§ Material provided:
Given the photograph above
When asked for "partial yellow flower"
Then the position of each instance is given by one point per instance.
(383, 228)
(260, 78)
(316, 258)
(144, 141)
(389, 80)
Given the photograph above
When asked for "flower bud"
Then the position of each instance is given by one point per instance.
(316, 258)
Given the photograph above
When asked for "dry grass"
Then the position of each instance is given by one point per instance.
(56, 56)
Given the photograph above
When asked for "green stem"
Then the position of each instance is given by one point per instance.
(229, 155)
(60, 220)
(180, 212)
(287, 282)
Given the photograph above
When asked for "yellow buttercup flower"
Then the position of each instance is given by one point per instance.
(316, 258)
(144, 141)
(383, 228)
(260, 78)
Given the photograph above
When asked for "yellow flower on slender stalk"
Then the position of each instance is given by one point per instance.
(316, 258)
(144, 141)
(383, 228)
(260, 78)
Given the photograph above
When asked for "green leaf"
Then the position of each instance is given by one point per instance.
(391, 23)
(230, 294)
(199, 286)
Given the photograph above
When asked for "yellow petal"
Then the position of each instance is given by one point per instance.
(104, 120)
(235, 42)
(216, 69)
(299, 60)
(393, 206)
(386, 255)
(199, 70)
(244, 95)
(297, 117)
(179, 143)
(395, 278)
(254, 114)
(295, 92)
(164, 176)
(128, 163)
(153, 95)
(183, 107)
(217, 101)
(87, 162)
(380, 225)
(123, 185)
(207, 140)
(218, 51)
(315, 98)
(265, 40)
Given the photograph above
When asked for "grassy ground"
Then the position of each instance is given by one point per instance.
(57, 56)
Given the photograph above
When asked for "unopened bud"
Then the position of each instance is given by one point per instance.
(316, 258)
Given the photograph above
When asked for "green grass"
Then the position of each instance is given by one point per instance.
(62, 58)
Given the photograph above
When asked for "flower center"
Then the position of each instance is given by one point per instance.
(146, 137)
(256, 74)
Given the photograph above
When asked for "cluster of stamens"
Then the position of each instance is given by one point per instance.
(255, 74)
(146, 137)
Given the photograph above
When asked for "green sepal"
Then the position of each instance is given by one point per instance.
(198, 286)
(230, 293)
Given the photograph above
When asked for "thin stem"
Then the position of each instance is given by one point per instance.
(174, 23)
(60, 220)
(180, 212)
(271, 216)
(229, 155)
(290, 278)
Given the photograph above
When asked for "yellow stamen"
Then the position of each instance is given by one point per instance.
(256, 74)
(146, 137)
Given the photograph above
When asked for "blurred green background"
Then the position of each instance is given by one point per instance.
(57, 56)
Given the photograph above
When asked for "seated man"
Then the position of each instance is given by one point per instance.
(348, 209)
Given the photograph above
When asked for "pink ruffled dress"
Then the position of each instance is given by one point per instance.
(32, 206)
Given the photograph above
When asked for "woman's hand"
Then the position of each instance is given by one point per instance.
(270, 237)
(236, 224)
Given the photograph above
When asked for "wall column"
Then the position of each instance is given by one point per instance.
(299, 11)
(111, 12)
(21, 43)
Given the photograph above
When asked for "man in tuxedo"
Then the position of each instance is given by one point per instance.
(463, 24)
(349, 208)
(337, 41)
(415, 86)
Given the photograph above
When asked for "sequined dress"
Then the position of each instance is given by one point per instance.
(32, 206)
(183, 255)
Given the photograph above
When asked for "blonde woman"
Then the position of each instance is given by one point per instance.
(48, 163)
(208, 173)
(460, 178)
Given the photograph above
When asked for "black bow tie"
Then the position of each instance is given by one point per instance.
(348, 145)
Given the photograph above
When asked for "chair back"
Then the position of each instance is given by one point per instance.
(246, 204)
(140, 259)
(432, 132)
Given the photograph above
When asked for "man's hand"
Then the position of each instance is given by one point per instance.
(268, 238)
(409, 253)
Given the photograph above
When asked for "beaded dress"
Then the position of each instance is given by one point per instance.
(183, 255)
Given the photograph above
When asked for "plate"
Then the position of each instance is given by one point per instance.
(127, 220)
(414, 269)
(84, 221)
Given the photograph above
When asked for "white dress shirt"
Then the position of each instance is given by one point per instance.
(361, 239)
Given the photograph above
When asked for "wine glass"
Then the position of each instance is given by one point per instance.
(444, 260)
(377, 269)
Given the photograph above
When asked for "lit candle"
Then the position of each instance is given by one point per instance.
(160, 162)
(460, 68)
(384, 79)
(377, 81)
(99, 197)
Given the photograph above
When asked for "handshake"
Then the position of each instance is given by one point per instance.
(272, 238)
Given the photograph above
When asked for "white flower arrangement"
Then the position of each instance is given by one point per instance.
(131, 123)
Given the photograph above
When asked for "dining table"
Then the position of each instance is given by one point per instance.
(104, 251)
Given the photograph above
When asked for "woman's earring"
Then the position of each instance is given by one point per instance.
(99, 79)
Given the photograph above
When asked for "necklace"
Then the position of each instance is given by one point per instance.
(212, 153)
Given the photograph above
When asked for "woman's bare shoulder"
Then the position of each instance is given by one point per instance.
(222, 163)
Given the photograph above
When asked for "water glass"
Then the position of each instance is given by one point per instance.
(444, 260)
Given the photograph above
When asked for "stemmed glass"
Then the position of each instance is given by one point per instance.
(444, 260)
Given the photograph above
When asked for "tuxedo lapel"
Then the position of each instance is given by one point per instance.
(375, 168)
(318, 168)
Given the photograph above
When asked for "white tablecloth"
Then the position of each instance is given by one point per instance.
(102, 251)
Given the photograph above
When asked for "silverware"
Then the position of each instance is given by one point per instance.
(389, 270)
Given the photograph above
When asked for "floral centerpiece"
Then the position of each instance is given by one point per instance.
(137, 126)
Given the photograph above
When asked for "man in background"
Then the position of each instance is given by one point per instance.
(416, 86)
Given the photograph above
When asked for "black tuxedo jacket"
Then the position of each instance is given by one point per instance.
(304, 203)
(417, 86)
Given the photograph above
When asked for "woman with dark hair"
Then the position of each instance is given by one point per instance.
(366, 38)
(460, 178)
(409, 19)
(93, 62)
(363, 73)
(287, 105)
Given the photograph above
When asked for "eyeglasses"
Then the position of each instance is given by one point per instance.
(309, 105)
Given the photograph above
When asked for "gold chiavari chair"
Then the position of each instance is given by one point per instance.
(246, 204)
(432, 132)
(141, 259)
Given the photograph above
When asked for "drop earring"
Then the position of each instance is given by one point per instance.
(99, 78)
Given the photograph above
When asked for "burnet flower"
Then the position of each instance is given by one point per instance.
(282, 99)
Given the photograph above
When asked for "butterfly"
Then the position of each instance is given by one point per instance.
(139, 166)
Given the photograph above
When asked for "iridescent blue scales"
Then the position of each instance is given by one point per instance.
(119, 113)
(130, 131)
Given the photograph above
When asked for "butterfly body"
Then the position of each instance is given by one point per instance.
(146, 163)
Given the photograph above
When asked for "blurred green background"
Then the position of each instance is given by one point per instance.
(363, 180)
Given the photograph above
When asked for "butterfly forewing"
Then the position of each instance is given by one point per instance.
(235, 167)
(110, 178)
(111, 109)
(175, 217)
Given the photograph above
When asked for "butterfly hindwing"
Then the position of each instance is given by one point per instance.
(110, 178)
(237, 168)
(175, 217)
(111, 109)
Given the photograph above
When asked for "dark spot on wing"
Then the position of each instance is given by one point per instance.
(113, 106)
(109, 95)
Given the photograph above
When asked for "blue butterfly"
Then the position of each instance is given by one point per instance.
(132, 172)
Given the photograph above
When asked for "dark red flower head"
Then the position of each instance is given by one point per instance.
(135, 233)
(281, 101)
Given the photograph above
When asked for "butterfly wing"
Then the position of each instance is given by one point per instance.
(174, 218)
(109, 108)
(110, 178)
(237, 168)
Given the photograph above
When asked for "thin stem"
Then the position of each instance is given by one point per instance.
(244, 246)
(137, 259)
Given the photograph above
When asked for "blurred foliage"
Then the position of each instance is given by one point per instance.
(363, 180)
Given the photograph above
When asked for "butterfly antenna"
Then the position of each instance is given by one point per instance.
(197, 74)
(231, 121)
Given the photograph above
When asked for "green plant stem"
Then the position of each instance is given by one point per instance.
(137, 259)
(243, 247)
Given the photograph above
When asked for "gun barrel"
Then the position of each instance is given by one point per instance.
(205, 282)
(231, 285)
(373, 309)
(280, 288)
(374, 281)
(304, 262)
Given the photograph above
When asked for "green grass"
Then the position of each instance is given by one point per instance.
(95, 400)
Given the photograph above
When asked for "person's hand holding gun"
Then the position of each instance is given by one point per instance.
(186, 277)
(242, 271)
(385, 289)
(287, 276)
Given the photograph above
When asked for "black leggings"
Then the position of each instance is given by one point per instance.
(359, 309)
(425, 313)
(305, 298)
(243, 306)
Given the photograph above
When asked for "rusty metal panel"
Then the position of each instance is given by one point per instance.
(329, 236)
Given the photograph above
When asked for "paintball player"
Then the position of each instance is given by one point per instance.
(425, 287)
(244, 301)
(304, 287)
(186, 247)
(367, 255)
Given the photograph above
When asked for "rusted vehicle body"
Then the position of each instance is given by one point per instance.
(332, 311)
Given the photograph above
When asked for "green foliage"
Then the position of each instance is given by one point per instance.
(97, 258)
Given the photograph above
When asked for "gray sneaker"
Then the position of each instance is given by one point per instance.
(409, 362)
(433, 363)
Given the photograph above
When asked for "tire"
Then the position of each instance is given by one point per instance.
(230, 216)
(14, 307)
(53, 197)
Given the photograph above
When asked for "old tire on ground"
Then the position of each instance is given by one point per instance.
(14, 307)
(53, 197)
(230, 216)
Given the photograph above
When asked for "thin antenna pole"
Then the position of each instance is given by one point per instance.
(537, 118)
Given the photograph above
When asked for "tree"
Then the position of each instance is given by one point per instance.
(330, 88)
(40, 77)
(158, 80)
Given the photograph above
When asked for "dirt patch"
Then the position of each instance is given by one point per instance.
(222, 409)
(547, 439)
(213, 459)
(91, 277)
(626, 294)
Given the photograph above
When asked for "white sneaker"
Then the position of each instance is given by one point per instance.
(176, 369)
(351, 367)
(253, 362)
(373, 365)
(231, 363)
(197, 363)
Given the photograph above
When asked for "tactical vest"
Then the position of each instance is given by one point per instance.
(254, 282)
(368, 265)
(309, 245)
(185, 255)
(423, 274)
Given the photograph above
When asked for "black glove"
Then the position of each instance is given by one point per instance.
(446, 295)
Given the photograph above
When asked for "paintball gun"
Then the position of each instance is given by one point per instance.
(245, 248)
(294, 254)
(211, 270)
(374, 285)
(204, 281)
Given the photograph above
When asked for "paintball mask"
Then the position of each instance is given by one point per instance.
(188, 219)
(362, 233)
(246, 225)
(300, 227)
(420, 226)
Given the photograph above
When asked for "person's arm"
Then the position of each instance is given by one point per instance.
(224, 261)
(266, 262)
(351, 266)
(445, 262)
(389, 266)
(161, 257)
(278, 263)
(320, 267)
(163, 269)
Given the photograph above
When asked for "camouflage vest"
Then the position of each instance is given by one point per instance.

§ What to produce: Please copy every line from the entries that includes the word "green".

§ Solved exercise:
When asked for "green stem"
When asked for "green leaf"
When asked for "green grass"
When asked for "green sepal"
When asked for "blurred green background"
When asked for "blurred green background"
When asked for "green plant stem"
When asked for "green grass"
When asked for "green foliage"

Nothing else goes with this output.